WORK INSTRUCTION — Determine the number of lines below that contain the string "green", and state only that number.
++++ THE RECORDS ++++
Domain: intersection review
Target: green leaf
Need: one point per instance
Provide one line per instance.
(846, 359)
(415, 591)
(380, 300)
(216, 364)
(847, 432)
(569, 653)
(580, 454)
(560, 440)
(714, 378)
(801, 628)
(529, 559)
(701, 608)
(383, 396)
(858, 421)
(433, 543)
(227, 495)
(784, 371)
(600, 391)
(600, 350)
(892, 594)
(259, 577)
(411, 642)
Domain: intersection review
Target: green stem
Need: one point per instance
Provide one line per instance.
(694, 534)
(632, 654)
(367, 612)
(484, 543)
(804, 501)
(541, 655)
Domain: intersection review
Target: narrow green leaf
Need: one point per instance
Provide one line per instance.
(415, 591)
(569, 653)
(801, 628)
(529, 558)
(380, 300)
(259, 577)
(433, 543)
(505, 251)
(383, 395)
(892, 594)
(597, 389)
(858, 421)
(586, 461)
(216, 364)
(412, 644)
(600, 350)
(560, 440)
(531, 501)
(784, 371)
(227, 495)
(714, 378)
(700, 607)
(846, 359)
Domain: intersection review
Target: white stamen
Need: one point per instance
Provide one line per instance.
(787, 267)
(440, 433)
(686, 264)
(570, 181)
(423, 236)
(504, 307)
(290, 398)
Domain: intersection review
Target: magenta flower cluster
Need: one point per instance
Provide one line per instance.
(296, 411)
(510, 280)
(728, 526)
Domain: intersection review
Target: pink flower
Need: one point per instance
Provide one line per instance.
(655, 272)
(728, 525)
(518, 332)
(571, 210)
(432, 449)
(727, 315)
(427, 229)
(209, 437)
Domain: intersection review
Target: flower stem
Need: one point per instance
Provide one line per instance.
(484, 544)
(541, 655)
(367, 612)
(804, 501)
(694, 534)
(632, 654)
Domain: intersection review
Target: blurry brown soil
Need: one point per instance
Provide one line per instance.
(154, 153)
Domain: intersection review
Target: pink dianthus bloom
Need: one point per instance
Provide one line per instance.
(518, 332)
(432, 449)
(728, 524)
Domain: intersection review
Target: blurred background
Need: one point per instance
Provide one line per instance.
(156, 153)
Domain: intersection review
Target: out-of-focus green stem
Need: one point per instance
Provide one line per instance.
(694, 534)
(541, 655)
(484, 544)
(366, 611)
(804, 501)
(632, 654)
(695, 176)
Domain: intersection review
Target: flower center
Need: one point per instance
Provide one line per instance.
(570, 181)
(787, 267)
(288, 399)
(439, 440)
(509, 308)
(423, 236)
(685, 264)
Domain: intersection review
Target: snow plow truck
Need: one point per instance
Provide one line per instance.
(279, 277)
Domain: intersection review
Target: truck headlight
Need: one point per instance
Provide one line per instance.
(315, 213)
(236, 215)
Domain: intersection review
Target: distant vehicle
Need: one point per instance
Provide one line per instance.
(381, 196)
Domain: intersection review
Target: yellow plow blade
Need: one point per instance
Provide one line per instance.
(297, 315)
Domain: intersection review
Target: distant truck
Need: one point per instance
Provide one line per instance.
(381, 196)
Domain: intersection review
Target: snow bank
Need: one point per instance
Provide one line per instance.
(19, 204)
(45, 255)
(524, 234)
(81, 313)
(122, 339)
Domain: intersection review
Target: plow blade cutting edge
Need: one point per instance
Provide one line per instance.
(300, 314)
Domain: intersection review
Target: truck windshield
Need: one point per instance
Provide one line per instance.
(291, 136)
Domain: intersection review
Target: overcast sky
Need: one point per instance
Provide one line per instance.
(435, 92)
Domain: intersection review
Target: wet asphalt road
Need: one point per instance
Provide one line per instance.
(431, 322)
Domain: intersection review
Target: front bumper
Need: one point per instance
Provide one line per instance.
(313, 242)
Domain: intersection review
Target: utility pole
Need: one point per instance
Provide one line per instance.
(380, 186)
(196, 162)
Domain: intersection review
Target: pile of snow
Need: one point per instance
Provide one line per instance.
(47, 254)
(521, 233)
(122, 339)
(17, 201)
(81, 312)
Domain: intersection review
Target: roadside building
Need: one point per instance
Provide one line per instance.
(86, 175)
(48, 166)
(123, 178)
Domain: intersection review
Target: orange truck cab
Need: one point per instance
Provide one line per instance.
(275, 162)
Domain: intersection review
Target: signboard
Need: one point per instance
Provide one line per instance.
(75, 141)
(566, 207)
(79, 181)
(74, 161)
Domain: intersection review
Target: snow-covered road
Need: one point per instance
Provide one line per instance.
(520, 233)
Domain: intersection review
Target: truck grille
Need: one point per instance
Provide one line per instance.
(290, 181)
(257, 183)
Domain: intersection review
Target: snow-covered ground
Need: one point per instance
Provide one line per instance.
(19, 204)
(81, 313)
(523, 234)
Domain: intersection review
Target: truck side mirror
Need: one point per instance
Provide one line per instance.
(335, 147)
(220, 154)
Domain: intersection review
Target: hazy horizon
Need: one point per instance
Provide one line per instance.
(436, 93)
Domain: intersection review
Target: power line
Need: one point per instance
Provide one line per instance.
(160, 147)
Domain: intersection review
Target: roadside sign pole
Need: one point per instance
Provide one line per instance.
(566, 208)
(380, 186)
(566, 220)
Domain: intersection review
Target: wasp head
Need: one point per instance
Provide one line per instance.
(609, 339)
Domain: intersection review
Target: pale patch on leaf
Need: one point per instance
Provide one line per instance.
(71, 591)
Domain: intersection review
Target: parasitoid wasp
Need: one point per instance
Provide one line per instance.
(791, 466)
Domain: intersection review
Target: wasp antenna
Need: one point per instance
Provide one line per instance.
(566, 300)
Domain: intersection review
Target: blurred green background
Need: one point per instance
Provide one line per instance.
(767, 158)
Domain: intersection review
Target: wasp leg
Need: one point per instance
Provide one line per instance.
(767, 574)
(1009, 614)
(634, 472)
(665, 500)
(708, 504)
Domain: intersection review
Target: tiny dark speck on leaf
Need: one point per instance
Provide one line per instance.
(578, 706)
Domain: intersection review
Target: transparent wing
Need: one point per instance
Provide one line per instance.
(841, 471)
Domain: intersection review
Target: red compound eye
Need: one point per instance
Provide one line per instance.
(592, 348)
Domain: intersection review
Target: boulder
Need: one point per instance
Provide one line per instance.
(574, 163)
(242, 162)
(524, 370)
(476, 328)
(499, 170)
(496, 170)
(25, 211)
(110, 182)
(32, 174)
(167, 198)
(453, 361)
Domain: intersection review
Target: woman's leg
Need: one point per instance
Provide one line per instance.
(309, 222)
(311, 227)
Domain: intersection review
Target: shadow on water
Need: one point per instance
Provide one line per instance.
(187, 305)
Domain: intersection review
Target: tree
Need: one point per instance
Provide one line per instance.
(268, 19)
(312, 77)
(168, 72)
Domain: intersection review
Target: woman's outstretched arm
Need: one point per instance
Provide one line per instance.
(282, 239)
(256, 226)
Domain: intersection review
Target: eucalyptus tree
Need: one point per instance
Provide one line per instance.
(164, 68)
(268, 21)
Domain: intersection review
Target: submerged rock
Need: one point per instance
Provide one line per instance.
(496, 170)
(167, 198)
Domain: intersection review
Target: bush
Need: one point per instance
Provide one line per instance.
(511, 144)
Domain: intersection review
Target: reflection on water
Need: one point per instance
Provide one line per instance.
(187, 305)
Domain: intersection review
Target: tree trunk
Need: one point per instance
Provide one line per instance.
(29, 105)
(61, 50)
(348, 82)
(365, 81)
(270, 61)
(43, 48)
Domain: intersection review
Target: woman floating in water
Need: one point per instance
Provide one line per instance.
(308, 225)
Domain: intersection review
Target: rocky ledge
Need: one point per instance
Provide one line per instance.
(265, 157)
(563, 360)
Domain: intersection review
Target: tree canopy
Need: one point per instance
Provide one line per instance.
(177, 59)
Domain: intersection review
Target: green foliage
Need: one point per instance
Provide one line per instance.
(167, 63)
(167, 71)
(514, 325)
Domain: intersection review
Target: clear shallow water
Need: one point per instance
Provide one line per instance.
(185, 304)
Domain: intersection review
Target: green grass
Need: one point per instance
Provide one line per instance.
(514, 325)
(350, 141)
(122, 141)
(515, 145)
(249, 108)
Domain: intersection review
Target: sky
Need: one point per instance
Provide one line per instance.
++++
RESULT BELOW — 7